■ **TEXT TO READ**:
○ ○ ○

By Michael T. Cronin | Categories: Articles, TaxPrint PDF February 2014

Nicholas J. Grimaudo, a recent addition to our tax and corporate department, and I recently handled a large

transaction involving the sale of assets of a Florida elderly care facility, which was owned by a non-profit corporation (“charity”) to a for-profit corporation in which there were affiliations between the non-profit directors and the for-profit purchaser.  The transaction required us to review and consider the fiduciary duty standards of directors of non-profit corporations under Florida law.

It is not uncommon for our clients to form a charity or participate in the operation of a charity by acting as a director.  In doing so, a director may enter into transactions that involves both the charity and a related business.  Thus, we would like to explain the duties imposed on the director of a charity under Florida law and explain how a director can protect himself or herself from liability for related party transactions and mitigation of conflicts of interest.

Standards for the discharge of a director’s duties under Section 617.0830, Florida Statutes.

Section 617.0830(1), Florida Statutes, provides that a director shall discharge his or her duties as a director: (a) in good faith; (b) with the care an ordinarily prudent person in a like position would exercise under similar circumstances; and (c) in a manner he or she reasonably believes to be in the best interests of the corporation. Section 617.0830(4), Florida Statutes, states that a director is not liable for any action taken as a director, or any failure to take any action, if he or she performed the duties of his or her office in compliance with Section 617.0830, Florida Statutes.

○ ○ ○

■ **GIVEN INFORMATION**:

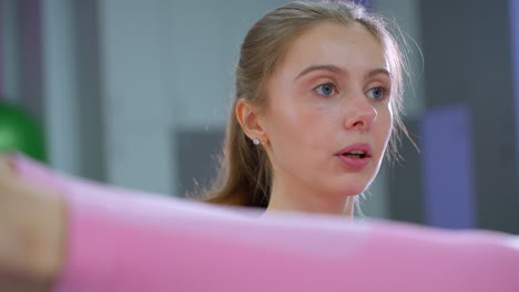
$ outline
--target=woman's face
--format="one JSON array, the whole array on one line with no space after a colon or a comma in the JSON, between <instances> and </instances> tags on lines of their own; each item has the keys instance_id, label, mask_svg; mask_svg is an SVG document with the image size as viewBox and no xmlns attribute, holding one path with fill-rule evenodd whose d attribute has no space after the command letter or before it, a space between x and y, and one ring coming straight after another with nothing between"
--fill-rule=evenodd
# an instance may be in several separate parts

○ ○ ○

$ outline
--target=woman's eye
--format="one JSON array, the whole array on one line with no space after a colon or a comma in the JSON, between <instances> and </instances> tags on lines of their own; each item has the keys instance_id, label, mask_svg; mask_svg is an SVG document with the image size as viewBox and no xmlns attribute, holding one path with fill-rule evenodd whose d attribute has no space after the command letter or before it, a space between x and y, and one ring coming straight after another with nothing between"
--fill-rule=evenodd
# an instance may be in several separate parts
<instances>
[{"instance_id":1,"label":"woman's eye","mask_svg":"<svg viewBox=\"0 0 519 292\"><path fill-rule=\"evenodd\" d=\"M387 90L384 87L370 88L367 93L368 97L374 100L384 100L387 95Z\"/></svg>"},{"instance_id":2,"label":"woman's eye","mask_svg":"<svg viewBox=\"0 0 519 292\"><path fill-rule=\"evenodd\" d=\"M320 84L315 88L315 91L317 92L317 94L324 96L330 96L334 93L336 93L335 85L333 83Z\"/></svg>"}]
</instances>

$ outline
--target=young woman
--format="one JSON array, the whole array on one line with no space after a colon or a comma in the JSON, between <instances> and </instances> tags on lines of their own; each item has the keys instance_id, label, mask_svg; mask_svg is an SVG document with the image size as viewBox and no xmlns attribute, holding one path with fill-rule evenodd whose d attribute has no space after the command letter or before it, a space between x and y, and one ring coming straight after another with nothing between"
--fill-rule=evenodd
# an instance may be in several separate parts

○ ○ ○

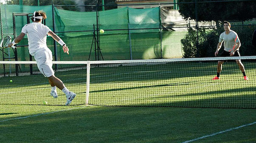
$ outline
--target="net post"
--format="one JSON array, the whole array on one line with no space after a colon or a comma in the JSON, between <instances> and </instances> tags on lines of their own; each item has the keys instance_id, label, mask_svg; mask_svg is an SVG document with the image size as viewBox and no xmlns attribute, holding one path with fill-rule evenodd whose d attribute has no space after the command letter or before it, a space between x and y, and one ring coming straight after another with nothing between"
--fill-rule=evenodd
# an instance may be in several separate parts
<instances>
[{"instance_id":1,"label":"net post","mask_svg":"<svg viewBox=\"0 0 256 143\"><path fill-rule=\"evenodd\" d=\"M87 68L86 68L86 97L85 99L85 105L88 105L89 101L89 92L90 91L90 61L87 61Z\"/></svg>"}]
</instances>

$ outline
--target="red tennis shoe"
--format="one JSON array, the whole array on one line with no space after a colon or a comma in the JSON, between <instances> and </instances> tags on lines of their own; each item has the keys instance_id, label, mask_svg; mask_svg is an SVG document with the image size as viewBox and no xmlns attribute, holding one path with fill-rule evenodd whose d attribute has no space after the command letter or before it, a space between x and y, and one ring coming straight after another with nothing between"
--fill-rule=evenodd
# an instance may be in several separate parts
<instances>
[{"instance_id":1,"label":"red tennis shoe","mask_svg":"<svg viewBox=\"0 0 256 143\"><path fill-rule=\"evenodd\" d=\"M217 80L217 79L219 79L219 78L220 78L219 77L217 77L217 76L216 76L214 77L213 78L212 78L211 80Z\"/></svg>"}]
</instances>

○ ○ ○

■ **GOAL**:
Using the article on the duties of non-profit directors under Florida law, decide whether each statement agrees with it. Answer yes or no for each, and quote the words from the article that decide it.
(a) The elderly care facility that was sold was owned by a for-profit corporation.
(b) Section 617.0830(1) requires a director to discharge his or her duties in good faith.
(c) Under Section 617.0830(4), a director who complied with Section 617.0830 is not liable for failing to take an action.

■ **SOLUTION**:
(a) No: "which was owned by a non-profit corporation (“charity”)"
(b) Yes: "a director shall discharge his or her duties as a director: (a) in good faith"
(c) Yes: "a director is not liable for any action taken as a director, or any failure to take any action, if he or she performed the duties of his or her office in compliance with Section 617.0830, Florida Statutes"